Письменное задание 1
Перепечатайте часть статьи о козловских пророках, начиная с фрагмента со словами «Из истории простонародного» и заканчивая словами «вниз по Волге.».
Письменное задание 2
Покажите все строки записей, где встречается слово «lettering».

Отрывок источника
━━━
ГЛАВНАЯ




АНДРЕЙ БЕРМАН



КОЗЛОВСКИЕ ПРОРОКИ


Из истории простонародного мистицизма в Среднем Поволжье.

Цель настоящей статьи - исследование двух общин деревенских мистиков, существовавших в с. Козловка, в конце XIX в.

Село Козловка входило в состав Курмышского уезда, в свою очередь бывшего в начале в Нижегородской, а затем Симбирской губернии. Курмышский уезд, наряду с Арзамасским и Алатырским со второй половины XVII в. был пристанищем разного рода религиозных диссидентов. К началу XVIII в. следует отнести появление здесь мистического движения "людей божьих" или хлыстов. Рассмотрение первоначальной истории хлыстовской секты не входит в нашу задачу, скажем только что в Нижнем Новгороде в первых годах XVIII в. жил один из руководителей секты, отставной солдат Прокопий Данилов Лупкин.[i] Из Нижнего Новгорода секта распространилась вниз по Волге.
━━━
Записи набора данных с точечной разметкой
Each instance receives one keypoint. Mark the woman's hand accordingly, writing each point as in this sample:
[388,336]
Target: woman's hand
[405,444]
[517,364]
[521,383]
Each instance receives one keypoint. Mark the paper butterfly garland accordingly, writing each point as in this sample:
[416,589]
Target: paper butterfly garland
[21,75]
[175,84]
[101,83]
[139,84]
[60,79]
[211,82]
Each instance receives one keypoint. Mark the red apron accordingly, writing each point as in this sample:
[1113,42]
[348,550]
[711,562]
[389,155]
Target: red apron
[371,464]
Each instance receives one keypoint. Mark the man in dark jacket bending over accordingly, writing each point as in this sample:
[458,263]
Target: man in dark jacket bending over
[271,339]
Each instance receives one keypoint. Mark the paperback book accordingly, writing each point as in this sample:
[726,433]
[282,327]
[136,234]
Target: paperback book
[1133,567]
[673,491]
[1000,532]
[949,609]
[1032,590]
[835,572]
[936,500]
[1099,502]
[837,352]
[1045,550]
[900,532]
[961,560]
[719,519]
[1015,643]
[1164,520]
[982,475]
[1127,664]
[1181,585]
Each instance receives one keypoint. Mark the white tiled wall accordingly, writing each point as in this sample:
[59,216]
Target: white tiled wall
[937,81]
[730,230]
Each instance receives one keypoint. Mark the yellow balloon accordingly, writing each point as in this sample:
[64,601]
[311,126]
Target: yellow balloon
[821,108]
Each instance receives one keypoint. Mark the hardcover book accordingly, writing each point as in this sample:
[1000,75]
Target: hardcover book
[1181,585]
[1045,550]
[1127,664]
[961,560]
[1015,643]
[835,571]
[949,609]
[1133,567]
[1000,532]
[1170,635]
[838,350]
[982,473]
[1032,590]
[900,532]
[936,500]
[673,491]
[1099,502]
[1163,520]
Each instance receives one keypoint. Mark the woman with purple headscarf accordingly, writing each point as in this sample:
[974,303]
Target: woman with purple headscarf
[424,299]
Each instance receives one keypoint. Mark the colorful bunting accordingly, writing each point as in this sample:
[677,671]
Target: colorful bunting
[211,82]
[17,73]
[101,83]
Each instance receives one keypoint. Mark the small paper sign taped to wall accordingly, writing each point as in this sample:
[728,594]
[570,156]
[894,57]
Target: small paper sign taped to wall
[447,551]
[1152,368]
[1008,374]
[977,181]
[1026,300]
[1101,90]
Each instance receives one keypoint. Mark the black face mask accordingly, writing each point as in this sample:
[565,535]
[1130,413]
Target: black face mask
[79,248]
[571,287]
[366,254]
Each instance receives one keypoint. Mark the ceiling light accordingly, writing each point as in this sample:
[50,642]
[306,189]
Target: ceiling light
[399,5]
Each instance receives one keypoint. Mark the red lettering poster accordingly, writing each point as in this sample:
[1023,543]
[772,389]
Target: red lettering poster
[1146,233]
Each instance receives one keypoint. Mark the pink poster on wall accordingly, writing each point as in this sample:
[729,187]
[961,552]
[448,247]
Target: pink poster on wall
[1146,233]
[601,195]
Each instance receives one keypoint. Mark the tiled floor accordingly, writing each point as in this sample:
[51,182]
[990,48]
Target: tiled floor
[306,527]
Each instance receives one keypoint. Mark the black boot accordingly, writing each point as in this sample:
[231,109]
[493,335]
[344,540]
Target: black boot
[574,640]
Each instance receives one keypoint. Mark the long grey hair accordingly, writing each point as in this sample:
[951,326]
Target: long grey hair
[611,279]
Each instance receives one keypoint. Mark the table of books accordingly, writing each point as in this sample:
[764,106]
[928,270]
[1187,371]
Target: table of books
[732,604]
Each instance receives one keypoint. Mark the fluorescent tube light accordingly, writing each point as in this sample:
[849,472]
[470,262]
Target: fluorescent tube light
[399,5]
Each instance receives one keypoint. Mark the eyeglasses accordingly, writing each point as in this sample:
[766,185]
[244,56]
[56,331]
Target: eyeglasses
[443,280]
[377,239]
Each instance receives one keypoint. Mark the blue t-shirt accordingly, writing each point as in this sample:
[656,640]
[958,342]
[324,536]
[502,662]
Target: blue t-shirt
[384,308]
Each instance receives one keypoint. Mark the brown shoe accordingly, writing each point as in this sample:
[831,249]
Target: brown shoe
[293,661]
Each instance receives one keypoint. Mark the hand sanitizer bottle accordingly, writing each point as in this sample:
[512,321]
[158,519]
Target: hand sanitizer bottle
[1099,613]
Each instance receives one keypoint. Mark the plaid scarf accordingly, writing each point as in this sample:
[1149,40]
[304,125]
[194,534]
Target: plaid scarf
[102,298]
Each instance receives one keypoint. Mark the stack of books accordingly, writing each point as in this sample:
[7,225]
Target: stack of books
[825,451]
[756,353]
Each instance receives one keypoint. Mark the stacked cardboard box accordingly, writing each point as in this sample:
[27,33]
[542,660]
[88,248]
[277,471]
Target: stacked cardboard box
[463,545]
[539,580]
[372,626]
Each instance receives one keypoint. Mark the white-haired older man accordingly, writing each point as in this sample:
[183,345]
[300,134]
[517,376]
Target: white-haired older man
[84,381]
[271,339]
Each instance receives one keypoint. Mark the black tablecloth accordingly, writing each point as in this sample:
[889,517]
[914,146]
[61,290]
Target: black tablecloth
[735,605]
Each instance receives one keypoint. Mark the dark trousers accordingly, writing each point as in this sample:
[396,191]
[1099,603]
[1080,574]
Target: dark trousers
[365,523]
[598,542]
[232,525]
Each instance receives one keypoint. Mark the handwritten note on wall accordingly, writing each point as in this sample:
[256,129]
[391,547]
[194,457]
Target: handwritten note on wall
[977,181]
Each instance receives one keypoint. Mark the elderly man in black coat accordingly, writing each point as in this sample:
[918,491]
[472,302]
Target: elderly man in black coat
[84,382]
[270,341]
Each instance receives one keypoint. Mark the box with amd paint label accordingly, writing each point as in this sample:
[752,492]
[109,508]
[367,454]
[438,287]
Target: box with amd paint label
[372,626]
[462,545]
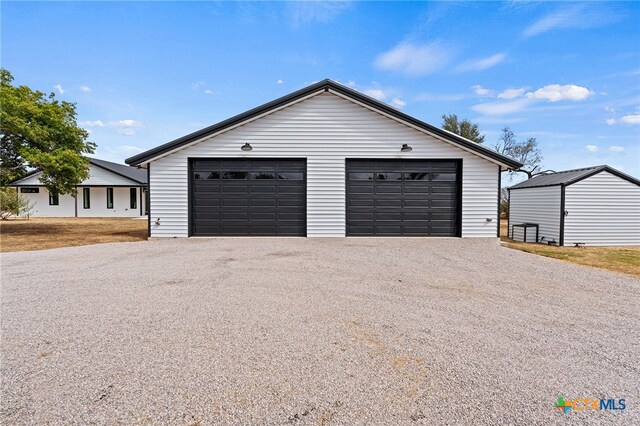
━━━
Готовый ответ 1
Из истории простонародного мистицизма в Среднем Поволжье.

Цель настоящей статьи - исследование двух общин деревенских мистиков, существовавших в с. Козловка, в конце XIX в.

Село Козловка входило в состав Курмышского уезда, в свою очередь бывшего в начале в Нижегородской, а затем Симбирской губернии. Курмышский уезд, наряду с Арзамасским и Алатырским со второй половины XVII в. был пристанищем разного рода религиозных диссидентов. К началу XVIII в. следует отнести появление здесь мистического движения "людей божьих" или хлыстов. Рассмотрение первоначальной истории хлыстовской секты не входит в нашу задачу, скажем только что в Нижнем Новгороде в первых годах XVIII в. жил один из руководителей секты, отставной солдат Прокопий Данилов Лупкин.[i] Из Нижнего Новгорода секта распространилась вниз по Волге.

Готовый ответ 2
Each instance receives one keypoint. Mark the red lettering poster accordingly, writing each point as in this sample:
Target: red lettering poster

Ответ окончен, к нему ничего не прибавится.